--- START Records for the exercise ---

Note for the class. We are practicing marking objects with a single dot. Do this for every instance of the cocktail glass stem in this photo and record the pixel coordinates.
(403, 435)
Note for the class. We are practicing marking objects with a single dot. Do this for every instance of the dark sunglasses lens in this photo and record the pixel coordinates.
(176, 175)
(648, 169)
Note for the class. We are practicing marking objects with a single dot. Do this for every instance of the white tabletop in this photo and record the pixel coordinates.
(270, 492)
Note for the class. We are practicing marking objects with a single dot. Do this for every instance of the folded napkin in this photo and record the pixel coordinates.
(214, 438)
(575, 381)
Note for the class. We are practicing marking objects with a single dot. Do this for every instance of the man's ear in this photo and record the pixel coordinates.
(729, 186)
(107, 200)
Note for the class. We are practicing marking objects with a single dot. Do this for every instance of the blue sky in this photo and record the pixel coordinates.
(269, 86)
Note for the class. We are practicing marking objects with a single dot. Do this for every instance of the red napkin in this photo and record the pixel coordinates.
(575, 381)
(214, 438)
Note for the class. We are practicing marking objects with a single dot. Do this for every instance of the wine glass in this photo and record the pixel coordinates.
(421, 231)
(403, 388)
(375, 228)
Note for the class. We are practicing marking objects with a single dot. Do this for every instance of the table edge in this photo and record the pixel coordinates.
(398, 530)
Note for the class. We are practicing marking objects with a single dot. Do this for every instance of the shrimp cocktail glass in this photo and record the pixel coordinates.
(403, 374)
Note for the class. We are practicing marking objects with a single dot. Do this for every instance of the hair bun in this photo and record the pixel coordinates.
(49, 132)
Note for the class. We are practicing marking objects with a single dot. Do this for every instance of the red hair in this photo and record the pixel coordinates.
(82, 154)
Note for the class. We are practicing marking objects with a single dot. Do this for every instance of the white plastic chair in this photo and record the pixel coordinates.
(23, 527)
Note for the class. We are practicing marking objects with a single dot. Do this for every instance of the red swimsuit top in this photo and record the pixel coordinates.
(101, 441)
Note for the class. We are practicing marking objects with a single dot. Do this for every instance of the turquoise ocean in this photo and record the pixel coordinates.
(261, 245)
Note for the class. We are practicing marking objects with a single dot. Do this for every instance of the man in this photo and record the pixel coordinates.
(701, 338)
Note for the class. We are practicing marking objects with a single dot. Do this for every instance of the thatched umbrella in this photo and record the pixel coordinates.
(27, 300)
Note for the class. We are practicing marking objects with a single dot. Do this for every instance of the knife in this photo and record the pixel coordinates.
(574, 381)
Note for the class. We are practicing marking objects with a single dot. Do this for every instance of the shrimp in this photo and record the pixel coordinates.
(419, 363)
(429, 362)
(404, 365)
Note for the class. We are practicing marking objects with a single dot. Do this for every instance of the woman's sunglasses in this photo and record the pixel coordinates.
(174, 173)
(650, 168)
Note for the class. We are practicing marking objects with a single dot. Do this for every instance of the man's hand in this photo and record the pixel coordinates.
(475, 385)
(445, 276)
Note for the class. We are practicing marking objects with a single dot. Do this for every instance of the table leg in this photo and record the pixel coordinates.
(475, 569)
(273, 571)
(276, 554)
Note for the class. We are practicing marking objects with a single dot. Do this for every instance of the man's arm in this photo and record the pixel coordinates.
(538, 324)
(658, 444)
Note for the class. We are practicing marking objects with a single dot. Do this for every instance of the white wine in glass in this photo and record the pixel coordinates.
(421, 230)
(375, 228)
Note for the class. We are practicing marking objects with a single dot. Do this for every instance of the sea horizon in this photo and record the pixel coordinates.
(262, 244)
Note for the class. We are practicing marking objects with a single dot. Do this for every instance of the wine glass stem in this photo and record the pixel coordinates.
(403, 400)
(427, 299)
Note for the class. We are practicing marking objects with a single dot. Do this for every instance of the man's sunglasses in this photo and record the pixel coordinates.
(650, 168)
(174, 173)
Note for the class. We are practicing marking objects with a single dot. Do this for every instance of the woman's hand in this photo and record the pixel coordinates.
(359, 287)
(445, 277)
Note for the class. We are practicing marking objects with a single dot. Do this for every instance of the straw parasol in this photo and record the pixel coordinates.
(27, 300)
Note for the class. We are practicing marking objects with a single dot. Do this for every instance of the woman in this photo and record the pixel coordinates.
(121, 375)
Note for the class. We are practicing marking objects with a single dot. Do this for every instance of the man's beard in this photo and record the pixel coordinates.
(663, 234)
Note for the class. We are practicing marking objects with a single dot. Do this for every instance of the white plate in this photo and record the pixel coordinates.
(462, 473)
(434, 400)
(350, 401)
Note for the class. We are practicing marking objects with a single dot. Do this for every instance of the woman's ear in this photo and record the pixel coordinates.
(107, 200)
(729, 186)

--- END Records for the exercise ---

## What you should do
Each line from the one with "the man's arm" through the last line of the records must be written out word for word. Include nothing else.

## Solved exercise
Note for the class. We are practicing marking objects with a single dot. Do this for every instance of the man's arm in this photo and record the pixel coordinates.
(538, 324)
(658, 444)
Note for the class. We are practicing marking objects with a single dot. Do this for every instance of the white wine in glass in this photo and record the pixel coordinates.
(421, 230)
(375, 228)
Note for the class. We are practicing marking objects with a single dot. Do this for every instance of the sea horizon in this photo and record the pixel coordinates.
(262, 244)
Note for the class. We are practicing marking objects with a single dot. Do this for every instance of the wine glass stem in this photo and record the pixel coordinates.
(403, 400)
(427, 299)
Note for the class. We are practicing marking objects with a single dot. Do this for every instance of the man's sunglasses in this photo and record the pixel coordinates.
(650, 168)
(174, 173)
Note for the class. We are practicing marking objects with a single dot. Do this for every instance of the woman's hand in this photo and record the pixel coordinates.
(359, 287)
(445, 277)
Note for the class. We are practicing marking objects with a single dot. Do this for every instance of the straw parasol in this photo and record the pixel coordinates.
(27, 300)
Note for the class. We are practicing marking objects with a single dot. Do this for every instance of the woman in this photo and record the pixel coordinates.
(121, 375)
Note for the class. We are practicing marking objects with a single dot. Do this for every instance of the man's beard in this photo and record the pixel coordinates.
(663, 234)
Note for the class. We are practicing marking objects with a single dot. Do this for every instance of the white plate in this photo and record the pixel coordinates.
(462, 473)
(434, 400)
(350, 401)
Note for the class. We are practicing marking objects with a single dot. Do this for every instance of the woman's ear in this photo and record the pixel coordinates.
(107, 200)
(729, 186)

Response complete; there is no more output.